### Task statement
Only lines containing the string "query" belong in the answer; copy all of them from the entries.

### The data
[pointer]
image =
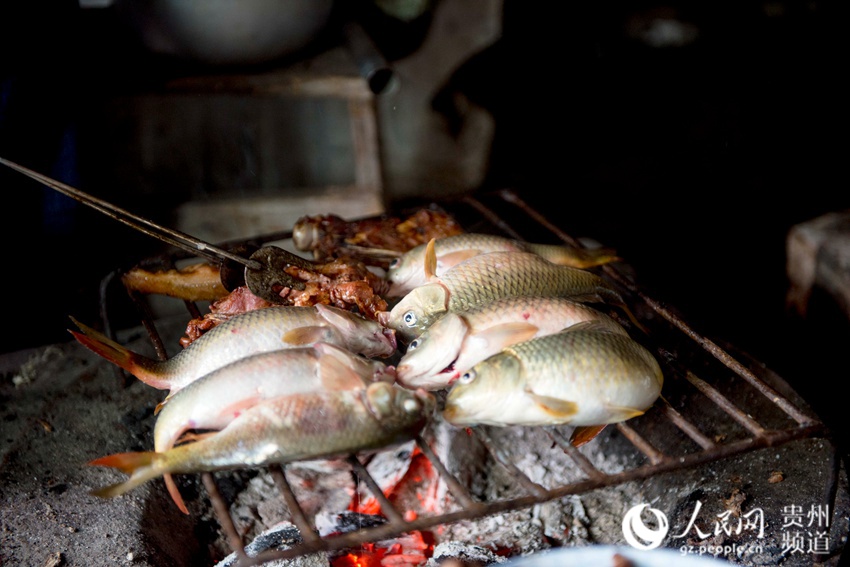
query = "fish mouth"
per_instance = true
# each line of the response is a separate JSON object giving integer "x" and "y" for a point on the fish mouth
{"x": 389, "y": 335}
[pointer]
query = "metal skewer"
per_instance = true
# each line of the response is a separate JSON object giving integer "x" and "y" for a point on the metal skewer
{"x": 264, "y": 273}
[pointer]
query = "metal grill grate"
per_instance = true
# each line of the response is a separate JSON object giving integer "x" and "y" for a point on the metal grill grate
{"x": 717, "y": 407}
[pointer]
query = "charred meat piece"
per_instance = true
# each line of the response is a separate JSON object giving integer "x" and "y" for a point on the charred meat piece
{"x": 375, "y": 241}
{"x": 346, "y": 284}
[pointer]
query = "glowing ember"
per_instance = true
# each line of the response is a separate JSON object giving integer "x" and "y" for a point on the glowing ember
{"x": 407, "y": 550}
{"x": 414, "y": 492}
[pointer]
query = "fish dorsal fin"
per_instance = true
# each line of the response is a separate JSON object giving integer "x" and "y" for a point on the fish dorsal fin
{"x": 505, "y": 334}
{"x": 336, "y": 375}
{"x": 431, "y": 260}
{"x": 450, "y": 259}
{"x": 593, "y": 325}
{"x": 557, "y": 408}
{"x": 338, "y": 319}
{"x": 620, "y": 413}
{"x": 585, "y": 433}
{"x": 303, "y": 336}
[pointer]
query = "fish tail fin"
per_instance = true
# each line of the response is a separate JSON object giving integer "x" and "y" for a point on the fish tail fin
{"x": 141, "y": 466}
{"x": 136, "y": 364}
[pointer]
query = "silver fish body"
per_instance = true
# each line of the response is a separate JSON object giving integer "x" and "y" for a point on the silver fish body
{"x": 214, "y": 400}
{"x": 457, "y": 341}
{"x": 307, "y": 426}
{"x": 487, "y": 277}
{"x": 406, "y": 272}
{"x": 251, "y": 332}
{"x": 575, "y": 377}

### Your solution
query = "fish mouth"
query = "metal skewer"
query = "metal grill grate"
query = "charred meat piece"
query = "glowing ember"
query = "fish dorsal fin"
query = "fish tail fin"
query = "silver fish body"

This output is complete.